Supplied material

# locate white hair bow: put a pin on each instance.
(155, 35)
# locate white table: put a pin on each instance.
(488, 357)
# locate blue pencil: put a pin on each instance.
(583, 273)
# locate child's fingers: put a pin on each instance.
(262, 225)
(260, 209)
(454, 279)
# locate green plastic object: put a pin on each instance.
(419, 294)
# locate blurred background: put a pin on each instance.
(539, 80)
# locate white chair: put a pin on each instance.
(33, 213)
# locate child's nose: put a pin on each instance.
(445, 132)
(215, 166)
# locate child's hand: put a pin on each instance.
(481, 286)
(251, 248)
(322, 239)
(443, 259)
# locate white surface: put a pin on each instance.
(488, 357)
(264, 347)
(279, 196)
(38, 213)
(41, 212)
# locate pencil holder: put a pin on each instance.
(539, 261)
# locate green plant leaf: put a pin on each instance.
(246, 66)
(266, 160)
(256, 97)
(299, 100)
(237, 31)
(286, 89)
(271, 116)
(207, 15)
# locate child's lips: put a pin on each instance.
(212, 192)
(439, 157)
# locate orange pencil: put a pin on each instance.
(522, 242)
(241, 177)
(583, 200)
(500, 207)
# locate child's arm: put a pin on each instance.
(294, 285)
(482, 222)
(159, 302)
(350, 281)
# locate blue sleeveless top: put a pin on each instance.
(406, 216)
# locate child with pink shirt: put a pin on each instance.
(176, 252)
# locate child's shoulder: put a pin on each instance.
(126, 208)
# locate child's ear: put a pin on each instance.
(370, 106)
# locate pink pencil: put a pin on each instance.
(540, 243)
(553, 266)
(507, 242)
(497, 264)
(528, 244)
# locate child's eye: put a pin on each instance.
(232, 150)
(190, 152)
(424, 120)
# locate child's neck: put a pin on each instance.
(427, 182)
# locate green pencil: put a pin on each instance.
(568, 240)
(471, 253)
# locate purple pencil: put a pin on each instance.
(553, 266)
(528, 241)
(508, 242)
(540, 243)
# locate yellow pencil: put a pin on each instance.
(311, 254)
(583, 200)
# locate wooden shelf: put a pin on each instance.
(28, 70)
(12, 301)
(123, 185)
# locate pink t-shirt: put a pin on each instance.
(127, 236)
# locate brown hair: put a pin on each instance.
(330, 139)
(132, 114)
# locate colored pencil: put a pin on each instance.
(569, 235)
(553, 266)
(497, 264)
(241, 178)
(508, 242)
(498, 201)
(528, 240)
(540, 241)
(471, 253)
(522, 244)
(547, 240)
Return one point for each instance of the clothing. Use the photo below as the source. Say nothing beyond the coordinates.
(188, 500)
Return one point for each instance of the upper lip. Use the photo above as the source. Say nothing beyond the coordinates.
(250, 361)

Stated problem
Starting with the row that contains "# locate child's arm: put" and going on through the last row above, scale every row by writing it out again with its request unchanged and each answer coordinate multiplied by 1.7 and rounded to the nearest whole number, with halves rounded up. Give only those rows.

The solution
# locate child's arm: put a pin on each instance.
(500, 485)
(819, 377)
(270, 513)
(595, 478)
# locate blue sleeveless top: put a pin on each instance.
(690, 367)
# locate child with pink shirt: put a pin on each instance.
(299, 428)
# locate child's shoulder: put a pin on each instance.
(214, 354)
# locate child's ear: put a pin on each instance.
(629, 180)
# locate pink pencil: put a pin on each instance.
(918, 413)
(940, 452)
(862, 411)
(845, 449)
(898, 415)
# locate child's eye: put a pin on each instance.
(394, 255)
(323, 258)
(721, 204)
# locate child's neck: put a pin on each instance.
(726, 309)
# locate green pencil: put a pin on each instance.
(966, 408)
(801, 430)
# locate purple pencil: put a pin on each instance.
(940, 452)
(898, 410)
(864, 411)
(918, 413)
# locate yellow pencil: put a pin on each instance.
(529, 432)
(991, 340)
# locate wooden shelf: put a pin on each instance.
(48, 119)
(20, 512)
(209, 315)
# locate pink t-shirt: put a pin on each instance.
(216, 401)
# locate brown hair: put a pin on each instance.
(561, 236)
(224, 194)
# locate colored pencil: put a pin on each instance.
(967, 400)
(940, 452)
(845, 449)
(410, 303)
(864, 411)
(847, 342)
(898, 408)
(918, 410)
(801, 430)
(887, 415)
(930, 408)
Return one point for each instance of the clothing. Use the photo below as the source. Say nothing beyond the coordinates.
(320, 850)
Return one point for each instance of the upper lip. Use the photo above as the source. Say nothing beyond the coordinates.
(425, 614)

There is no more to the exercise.